- _EXERCISE OBJECTIVE_
Would you please return every line from the listing that contains the word "flag"?

☆ ☆ ☆ ☆ ☆

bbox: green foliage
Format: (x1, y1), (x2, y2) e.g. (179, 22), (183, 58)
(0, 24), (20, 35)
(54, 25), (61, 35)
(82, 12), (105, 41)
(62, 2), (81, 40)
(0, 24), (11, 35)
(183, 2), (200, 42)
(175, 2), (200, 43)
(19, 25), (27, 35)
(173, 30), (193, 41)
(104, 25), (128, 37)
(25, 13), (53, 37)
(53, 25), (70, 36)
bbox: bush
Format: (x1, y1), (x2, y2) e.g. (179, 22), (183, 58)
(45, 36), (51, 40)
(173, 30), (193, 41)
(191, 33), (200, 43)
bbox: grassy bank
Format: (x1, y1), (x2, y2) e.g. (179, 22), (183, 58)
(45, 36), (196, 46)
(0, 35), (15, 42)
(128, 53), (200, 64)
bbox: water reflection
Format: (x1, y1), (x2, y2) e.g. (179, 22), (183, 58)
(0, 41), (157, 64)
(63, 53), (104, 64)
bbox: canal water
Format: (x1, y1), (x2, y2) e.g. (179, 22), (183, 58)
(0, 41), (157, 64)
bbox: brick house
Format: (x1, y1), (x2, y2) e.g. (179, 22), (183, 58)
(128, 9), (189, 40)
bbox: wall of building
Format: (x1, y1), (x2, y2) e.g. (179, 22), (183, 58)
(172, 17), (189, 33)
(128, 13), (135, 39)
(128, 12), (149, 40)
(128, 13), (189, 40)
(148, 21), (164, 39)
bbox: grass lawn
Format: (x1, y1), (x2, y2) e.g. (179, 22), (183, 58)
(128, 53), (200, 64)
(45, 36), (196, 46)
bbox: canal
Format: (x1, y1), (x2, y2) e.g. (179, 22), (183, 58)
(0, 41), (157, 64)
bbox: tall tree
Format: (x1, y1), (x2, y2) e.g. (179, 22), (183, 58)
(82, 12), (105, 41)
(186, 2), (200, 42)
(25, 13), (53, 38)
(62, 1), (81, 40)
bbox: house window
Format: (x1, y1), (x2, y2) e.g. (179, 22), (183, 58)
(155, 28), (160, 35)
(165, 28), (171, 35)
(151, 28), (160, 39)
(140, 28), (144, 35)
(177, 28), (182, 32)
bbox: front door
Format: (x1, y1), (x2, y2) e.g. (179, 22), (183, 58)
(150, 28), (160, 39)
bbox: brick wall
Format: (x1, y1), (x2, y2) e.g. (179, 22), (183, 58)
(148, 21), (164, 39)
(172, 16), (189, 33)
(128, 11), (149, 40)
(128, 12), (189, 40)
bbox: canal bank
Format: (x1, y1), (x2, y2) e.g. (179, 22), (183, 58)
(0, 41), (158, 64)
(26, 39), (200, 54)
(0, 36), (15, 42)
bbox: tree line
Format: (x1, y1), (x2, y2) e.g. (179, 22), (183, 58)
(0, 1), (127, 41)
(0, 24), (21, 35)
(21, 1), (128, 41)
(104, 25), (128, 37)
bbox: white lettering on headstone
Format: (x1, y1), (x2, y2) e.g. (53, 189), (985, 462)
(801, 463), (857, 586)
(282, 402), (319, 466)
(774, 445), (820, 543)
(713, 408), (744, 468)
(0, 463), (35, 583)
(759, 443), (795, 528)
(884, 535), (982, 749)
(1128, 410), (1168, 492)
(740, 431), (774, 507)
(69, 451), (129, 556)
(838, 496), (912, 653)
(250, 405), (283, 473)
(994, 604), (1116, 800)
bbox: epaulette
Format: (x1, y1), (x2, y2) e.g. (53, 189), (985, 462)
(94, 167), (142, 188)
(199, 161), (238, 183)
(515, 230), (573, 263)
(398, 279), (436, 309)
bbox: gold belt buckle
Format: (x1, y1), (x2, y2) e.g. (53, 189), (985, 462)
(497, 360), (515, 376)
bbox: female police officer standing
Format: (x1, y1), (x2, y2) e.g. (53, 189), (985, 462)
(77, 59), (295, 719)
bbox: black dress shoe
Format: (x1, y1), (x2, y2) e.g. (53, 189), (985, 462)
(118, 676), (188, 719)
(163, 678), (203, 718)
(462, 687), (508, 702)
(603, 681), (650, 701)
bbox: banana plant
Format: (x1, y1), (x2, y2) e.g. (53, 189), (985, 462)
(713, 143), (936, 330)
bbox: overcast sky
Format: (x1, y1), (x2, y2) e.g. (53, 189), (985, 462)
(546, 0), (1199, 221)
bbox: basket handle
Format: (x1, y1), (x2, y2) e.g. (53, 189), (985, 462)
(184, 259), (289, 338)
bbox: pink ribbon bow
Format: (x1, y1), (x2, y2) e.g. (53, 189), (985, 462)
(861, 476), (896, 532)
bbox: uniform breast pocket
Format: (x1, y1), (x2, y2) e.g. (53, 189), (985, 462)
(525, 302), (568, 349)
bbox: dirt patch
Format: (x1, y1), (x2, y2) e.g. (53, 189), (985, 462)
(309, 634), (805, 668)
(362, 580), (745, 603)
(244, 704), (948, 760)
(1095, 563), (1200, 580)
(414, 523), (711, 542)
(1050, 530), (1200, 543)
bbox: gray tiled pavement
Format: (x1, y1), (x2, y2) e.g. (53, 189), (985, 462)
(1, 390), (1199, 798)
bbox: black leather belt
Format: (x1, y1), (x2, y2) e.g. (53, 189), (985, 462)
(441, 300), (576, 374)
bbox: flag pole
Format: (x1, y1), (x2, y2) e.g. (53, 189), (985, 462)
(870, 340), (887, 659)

☆ ☆ ☆ ☆ ☆

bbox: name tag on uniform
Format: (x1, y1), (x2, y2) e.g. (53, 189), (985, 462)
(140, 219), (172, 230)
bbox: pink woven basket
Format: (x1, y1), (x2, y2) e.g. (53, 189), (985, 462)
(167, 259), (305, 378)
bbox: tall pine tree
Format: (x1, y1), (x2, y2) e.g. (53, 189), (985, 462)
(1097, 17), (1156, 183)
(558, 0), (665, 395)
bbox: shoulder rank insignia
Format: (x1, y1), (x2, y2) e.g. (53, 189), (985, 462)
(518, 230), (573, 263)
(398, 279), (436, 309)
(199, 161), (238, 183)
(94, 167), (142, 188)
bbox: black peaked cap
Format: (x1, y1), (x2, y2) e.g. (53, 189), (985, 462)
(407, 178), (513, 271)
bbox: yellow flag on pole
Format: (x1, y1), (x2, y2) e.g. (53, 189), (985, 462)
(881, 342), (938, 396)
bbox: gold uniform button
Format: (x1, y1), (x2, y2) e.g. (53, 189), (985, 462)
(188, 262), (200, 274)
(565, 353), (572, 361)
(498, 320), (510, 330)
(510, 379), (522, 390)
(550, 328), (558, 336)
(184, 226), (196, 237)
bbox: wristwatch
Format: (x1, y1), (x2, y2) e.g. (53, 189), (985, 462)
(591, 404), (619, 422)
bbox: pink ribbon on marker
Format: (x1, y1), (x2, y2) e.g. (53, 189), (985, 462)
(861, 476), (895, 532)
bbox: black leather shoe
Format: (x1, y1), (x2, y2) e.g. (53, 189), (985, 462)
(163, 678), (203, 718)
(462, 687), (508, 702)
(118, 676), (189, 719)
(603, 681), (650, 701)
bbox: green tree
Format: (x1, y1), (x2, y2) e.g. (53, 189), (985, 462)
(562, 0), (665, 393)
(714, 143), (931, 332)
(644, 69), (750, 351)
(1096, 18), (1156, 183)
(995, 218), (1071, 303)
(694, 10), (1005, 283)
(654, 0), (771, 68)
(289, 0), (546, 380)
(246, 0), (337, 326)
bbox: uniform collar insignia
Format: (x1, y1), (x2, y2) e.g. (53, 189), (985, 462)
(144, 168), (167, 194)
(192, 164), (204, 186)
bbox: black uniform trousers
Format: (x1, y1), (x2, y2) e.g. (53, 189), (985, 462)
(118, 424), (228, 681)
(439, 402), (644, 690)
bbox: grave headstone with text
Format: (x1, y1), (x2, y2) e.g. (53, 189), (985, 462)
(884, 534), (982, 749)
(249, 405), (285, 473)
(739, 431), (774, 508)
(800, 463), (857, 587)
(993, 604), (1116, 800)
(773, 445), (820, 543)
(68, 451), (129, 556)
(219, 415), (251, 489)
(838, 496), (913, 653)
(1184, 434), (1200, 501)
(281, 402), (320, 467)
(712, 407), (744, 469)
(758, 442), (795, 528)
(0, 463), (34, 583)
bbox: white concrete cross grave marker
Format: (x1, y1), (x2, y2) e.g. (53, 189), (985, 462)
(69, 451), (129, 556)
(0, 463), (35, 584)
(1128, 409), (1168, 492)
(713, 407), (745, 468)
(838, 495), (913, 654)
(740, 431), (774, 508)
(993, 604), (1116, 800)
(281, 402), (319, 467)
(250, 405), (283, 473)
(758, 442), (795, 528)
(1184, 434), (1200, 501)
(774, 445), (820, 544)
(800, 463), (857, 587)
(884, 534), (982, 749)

☆ ☆ ☆ ☆ ☆

- _ANSWER BELOW_
bbox: flag pole
bbox: yellow flag on pole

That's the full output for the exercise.